**Information given**
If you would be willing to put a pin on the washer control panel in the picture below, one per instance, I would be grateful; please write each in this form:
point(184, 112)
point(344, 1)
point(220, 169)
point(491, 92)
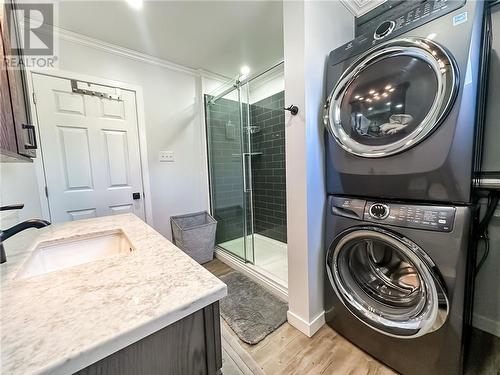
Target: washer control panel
point(437, 218)
point(428, 217)
point(384, 29)
point(379, 211)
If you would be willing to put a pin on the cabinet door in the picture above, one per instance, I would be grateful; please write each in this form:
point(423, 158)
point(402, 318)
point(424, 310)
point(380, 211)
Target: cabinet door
point(7, 132)
point(25, 135)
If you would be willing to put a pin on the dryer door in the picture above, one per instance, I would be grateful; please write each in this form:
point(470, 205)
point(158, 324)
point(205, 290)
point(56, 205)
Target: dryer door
point(387, 282)
point(392, 98)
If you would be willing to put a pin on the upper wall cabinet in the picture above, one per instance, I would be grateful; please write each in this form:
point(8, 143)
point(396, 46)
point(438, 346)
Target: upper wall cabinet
point(17, 134)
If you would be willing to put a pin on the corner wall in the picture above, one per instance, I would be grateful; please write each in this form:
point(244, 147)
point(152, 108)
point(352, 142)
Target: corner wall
point(311, 31)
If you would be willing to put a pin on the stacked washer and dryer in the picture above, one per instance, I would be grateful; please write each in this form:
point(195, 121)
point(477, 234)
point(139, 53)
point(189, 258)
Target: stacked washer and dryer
point(401, 115)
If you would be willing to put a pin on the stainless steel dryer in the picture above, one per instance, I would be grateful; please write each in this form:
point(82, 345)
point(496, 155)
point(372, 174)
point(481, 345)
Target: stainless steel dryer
point(402, 102)
point(396, 281)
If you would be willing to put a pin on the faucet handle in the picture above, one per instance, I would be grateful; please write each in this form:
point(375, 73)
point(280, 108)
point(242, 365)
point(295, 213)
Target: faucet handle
point(9, 207)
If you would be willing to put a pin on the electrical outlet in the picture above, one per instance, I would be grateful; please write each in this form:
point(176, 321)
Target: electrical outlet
point(166, 156)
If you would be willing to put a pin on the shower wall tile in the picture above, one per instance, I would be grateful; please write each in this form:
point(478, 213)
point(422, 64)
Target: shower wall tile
point(268, 168)
point(224, 132)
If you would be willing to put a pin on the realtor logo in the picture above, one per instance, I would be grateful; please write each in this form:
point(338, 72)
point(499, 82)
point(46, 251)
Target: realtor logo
point(31, 35)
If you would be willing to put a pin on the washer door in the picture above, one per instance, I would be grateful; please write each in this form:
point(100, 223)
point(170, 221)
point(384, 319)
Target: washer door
point(392, 98)
point(387, 282)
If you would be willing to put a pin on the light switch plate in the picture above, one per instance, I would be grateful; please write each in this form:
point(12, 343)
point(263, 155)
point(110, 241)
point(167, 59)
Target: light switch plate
point(166, 156)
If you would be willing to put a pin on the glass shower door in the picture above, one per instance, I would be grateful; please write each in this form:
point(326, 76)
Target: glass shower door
point(228, 167)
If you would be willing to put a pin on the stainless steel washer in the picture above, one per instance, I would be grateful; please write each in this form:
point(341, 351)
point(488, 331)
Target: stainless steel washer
point(396, 281)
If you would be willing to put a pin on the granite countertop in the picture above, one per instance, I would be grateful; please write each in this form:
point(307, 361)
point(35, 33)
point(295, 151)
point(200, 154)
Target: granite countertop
point(63, 321)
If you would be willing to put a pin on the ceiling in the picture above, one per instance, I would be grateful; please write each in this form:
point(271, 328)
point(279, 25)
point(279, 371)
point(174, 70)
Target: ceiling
point(216, 36)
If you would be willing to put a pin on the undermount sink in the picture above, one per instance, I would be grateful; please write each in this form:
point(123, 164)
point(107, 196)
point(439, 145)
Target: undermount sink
point(68, 253)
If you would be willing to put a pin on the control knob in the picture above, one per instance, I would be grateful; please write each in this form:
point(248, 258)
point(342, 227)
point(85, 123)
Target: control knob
point(384, 29)
point(379, 211)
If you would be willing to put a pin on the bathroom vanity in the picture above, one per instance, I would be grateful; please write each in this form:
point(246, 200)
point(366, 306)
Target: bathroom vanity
point(107, 295)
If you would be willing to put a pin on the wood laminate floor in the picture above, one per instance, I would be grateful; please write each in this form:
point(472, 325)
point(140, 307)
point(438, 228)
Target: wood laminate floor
point(287, 351)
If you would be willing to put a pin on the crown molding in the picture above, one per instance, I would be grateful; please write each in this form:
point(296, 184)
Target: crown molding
point(83, 40)
point(86, 41)
point(360, 7)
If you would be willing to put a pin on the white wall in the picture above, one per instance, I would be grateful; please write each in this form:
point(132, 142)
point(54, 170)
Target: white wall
point(311, 31)
point(173, 110)
point(172, 107)
point(267, 85)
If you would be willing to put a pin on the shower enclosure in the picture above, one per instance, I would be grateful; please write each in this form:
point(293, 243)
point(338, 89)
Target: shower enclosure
point(246, 155)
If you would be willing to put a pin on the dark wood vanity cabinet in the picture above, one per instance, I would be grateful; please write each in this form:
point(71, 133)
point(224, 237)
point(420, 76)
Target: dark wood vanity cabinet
point(190, 346)
point(17, 134)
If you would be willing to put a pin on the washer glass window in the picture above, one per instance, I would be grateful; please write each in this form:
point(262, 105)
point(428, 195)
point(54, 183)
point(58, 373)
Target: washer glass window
point(386, 282)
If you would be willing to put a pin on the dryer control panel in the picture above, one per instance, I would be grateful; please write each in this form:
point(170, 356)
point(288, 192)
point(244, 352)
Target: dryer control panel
point(398, 25)
point(428, 217)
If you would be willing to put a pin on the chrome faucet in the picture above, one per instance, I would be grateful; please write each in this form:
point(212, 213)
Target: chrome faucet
point(7, 233)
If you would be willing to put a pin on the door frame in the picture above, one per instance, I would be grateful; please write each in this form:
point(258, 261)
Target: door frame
point(141, 128)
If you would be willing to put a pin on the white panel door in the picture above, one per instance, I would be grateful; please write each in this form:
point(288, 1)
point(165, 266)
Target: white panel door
point(90, 149)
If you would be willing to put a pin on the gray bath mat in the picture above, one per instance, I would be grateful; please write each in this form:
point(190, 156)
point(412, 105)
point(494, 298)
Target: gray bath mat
point(250, 310)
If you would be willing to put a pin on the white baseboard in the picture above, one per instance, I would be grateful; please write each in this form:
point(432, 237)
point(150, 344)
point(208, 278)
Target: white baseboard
point(307, 328)
point(253, 273)
point(486, 324)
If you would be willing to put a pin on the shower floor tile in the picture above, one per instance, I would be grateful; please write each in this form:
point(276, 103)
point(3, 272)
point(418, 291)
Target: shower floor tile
point(270, 255)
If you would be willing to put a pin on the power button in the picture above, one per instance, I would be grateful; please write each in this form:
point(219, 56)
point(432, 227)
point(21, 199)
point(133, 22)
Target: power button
point(379, 211)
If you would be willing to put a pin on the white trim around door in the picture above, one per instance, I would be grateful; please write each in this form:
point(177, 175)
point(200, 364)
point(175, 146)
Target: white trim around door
point(141, 125)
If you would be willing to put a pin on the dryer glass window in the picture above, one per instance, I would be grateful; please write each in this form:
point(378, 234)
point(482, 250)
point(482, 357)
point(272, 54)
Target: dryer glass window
point(388, 100)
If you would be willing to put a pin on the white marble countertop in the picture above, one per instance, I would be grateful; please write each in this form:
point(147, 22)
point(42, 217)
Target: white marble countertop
point(63, 321)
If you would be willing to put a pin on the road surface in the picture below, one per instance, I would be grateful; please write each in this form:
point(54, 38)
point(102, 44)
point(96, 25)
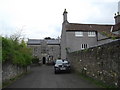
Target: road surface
point(44, 77)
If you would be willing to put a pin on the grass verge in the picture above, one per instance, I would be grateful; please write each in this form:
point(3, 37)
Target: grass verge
point(96, 82)
point(10, 81)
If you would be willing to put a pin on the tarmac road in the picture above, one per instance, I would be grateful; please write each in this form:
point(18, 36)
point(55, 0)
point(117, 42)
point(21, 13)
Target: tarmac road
point(44, 77)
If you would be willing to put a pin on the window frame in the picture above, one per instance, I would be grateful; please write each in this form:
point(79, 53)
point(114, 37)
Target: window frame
point(78, 34)
point(84, 46)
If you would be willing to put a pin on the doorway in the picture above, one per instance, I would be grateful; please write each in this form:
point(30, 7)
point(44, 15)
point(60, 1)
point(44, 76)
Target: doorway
point(44, 60)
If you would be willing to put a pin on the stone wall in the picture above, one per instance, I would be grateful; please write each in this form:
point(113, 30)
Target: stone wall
point(10, 71)
point(101, 62)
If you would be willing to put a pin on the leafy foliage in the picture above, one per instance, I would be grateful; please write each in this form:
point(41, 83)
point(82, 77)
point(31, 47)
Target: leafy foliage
point(16, 52)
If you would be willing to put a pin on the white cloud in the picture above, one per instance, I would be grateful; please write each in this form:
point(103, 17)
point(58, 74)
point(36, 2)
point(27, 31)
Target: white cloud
point(42, 18)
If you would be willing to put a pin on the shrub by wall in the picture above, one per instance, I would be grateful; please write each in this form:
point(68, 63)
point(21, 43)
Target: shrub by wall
point(101, 62)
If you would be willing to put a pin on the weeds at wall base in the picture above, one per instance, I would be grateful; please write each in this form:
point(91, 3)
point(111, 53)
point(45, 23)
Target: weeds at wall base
point(96, 82)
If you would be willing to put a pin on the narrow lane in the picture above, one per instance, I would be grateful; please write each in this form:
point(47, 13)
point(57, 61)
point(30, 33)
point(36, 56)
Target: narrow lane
point(44, 77)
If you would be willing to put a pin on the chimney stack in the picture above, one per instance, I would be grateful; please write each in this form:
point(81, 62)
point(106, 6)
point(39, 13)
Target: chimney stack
point(65, 15)
point(117, 15)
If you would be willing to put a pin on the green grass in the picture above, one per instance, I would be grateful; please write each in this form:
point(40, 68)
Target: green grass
point(96, 82)
point(10, 81)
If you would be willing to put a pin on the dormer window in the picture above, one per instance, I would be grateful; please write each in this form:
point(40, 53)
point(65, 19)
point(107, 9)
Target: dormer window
point(91, 34)
point(79, 34)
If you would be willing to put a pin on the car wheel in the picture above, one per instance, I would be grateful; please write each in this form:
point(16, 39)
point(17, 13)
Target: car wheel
point(55, 72)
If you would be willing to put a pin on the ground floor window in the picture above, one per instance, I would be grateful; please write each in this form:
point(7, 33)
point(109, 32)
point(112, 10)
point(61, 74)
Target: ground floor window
point(83, 46)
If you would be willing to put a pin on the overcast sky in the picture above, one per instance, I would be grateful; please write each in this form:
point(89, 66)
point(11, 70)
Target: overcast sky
point(43, 18)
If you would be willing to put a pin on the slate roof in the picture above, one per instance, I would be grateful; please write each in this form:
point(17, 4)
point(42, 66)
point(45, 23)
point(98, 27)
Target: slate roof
point(88, 27)
point(93, 27)
point(39, 41)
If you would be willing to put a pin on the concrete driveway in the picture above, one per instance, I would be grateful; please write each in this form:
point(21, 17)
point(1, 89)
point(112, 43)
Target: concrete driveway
point(44, 77)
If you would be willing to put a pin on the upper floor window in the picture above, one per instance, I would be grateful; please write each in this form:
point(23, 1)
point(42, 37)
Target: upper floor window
point(91, 34)
point(79, 34)
point(83, 46)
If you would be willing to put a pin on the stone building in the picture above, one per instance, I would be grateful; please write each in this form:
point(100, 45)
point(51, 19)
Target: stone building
point(45, 49)
point(77, 36)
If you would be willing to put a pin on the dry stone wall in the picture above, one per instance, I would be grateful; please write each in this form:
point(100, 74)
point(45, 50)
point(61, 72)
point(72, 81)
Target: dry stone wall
point(101, 62)
point(10, 70)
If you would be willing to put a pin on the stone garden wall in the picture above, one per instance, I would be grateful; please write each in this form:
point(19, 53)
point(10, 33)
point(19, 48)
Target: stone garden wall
point(101, 62)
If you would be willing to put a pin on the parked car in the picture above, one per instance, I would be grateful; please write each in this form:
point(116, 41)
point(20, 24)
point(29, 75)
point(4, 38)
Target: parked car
point(62, 65)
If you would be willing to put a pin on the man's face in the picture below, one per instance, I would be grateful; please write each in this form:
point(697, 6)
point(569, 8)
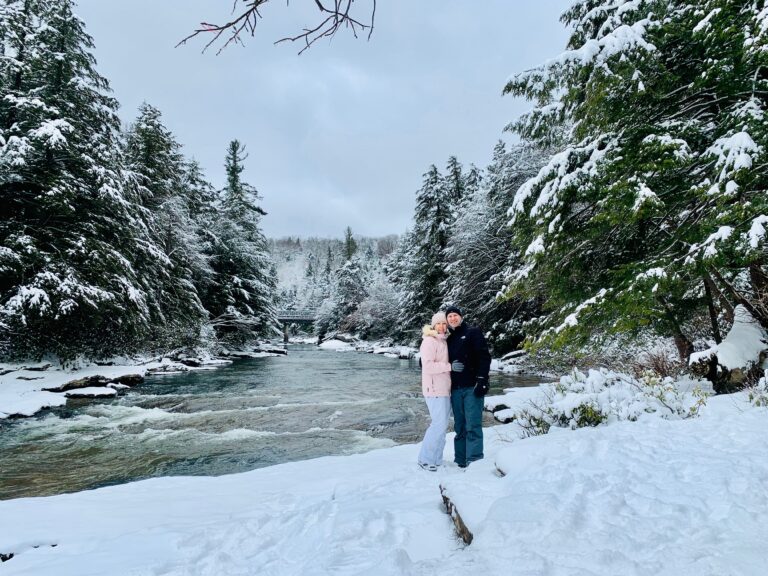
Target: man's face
point(453, 320)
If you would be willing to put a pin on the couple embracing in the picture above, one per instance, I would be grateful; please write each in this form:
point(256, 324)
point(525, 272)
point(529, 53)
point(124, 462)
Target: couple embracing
point(454, 376)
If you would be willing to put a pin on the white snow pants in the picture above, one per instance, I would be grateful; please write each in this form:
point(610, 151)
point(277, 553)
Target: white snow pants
point(434, 438)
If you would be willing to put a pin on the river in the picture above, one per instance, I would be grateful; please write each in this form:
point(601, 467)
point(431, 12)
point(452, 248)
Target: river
point(252, 413)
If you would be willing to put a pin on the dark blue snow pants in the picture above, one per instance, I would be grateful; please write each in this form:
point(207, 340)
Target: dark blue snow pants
point(468, 424)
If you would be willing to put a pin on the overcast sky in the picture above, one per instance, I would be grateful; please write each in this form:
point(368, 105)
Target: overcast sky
point(341, 135)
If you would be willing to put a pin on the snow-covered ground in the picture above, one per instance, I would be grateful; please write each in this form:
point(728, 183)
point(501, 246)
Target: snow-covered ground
point(656, 496)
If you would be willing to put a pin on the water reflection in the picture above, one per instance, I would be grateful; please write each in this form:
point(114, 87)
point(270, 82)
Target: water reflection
point(251, 414)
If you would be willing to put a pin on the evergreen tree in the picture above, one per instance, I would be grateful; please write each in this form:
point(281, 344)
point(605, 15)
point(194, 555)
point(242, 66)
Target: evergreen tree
point(479, 247)
point(242, 300)
point(420, 264)
point(69, 236)
point(654, 211)
point(350, 246)
point(166, 185)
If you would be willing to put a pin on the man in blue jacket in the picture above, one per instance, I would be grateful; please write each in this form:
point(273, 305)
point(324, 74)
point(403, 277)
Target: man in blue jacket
point(470, 363)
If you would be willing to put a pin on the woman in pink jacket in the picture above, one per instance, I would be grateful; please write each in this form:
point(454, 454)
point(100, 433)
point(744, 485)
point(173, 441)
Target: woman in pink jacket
point(436, 387)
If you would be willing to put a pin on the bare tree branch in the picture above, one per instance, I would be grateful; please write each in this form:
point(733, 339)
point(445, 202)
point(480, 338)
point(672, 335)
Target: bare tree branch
point(334, 16)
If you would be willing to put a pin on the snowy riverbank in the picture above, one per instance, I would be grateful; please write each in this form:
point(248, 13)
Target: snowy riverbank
point(662, 497)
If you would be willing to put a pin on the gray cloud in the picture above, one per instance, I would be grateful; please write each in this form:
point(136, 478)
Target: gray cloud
point(340, 135)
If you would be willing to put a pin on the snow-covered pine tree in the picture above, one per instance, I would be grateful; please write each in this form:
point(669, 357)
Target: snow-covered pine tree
point(242, 299)
point(68, 235)
point(479, 247)
point(350, 246)
point(169, 189)
point(659, 189)
point(420, 262)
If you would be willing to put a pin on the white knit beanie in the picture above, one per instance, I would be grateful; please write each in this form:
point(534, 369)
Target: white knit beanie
point(438, 318)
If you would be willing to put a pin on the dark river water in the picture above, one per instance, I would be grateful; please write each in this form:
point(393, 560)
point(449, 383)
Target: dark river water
point(246, 415)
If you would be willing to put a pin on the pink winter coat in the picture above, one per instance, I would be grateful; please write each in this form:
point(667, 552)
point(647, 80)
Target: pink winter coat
point(435, 368)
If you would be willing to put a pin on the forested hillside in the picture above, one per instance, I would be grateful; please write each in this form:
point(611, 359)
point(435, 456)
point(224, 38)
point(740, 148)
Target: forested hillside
point(111, 240)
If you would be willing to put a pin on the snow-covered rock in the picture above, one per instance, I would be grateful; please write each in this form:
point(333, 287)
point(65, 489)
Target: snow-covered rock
point(741, 352)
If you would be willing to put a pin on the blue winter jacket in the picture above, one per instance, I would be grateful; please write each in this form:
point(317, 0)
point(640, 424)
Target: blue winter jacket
point(467, 345)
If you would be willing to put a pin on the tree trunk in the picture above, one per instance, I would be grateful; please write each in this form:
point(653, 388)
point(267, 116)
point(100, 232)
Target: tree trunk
point(712, 311)
point(682, 342)
point(759, 280)
point(740, 299)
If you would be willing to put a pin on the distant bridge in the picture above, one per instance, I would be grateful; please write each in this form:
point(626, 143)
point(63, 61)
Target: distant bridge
point(296, 315)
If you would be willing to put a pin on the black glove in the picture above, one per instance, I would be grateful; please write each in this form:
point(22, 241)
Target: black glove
point(481, 387)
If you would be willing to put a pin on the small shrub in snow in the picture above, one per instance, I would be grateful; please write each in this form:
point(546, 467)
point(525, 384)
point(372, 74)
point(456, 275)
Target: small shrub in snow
point(601, 396)
point(758, 394)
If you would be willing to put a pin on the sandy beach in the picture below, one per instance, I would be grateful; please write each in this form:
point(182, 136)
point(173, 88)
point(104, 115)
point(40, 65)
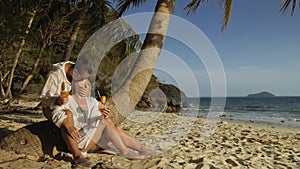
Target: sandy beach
point(183, 142)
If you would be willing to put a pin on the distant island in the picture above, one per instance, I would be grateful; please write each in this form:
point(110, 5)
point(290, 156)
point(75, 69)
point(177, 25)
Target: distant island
point(261, 94)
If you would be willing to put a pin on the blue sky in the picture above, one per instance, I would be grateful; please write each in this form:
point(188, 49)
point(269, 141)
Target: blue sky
point(259, 50)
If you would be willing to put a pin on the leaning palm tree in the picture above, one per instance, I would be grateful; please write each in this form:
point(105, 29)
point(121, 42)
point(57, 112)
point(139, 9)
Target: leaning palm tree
point(140, 75)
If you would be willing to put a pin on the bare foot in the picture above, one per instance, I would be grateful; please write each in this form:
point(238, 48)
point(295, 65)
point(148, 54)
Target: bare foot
point(133, 156)
point(82, 161)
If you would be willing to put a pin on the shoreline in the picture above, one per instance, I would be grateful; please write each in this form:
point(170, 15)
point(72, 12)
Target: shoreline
point(185, 142)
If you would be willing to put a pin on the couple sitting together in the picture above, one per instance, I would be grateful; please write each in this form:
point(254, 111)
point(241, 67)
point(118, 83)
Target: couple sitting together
point(81, 117)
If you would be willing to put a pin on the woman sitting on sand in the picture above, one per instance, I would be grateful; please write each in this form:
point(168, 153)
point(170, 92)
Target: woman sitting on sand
point(94, 131)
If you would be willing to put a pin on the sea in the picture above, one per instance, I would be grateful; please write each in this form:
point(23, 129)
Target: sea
point(271, 110)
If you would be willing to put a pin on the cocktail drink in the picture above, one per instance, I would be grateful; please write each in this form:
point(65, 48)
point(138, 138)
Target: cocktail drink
point(63, 92)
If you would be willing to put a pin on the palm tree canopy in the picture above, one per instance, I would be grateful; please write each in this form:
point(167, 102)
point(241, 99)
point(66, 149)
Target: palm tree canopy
point(124, 5)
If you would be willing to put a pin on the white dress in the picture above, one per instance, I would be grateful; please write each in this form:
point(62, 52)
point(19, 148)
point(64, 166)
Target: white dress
point(52, 87)
point(86, 122)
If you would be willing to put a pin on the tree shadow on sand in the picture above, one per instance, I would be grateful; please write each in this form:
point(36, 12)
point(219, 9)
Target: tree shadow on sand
point(35, 139)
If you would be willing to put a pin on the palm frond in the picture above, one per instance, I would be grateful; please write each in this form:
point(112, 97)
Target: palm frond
point(227, 5)
point(285, 5)
point(124, 5)
point(192, 7)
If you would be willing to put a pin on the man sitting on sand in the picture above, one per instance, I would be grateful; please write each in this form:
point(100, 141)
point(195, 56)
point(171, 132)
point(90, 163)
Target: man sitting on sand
point(94, 131)
point(65, 73)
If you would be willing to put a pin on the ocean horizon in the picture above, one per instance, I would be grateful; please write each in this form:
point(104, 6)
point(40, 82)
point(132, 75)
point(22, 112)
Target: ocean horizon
point(279, 110)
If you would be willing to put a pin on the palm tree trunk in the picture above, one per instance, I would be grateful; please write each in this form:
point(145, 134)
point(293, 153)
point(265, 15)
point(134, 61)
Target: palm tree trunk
point(33, 70)
point(128, 95)
point(8, 90)
point(74, 33)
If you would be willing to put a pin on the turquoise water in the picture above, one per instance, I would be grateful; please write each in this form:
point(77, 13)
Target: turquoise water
point(275, 110)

**Instructions for the task**
For this exercise, copy each line of the data above exactly, from the first through the line containing "point(481, 345)", and drop the pictures.

**Exercise response**
If you would be willing to put a pin on the washer control panel in the picture below, one per instance, I would be grateful; please write each in this form:
point(184, 112)
point(344, 1)
point(220, 169)
point(491, 92)
Target: washer control panel
point(437, 218)
point(428, 217)
point(384, 29)
point(379, 211)
If you would be willing to put a pin on the cabinet door in the picture above, one per instance, I would be grateful; please write each in this form:
point(423, 158)
point(402, 318)
point(424, 310)
point(380, 211)
Target: cabinet door
point(7, 132)
point(25, 135)
If you would be willing to put a pin on the dryer door in the picture above, one per instance, I would be grateful; please write each in this form:
point(470, 205)
point(158, 324)
point(205, 290)
point(56, 205)
Target: dryer door
point(387, 282)
point(392, 98)
If you would be willing to put a pin on the upper wall cabinet in the picture above, one per instance, I would be grateful; please write each in this form:
point(8, 143)
point(396, 46)
point(438, 346)
Target: upper wall cabinet
point(17, 134)
If you would be willing to put a pin on the corner wall in the picture above, one per instance, I would be grateful; please write each in this form:
point(244, 147)
point(152, 108)
point(352, 142)
Target: corner wall
point(311, 31)
If you would be willing to put a pin on the stacked washer and dryer in the picture above, one per instance, I would be grateful; please write each in this form:
point(195, 121)
point(477, 234)
point(139, 53)
point(189, 258)
Target: stacked washer and dryer
point(401, 115)
If you would be willing to put a pin on the stainless steel dryer in the picture above, one per instance, I would be grateful; please write each in this form:
point(82, 345)
point(496, 155)
point(372, 174)
point(481, 345)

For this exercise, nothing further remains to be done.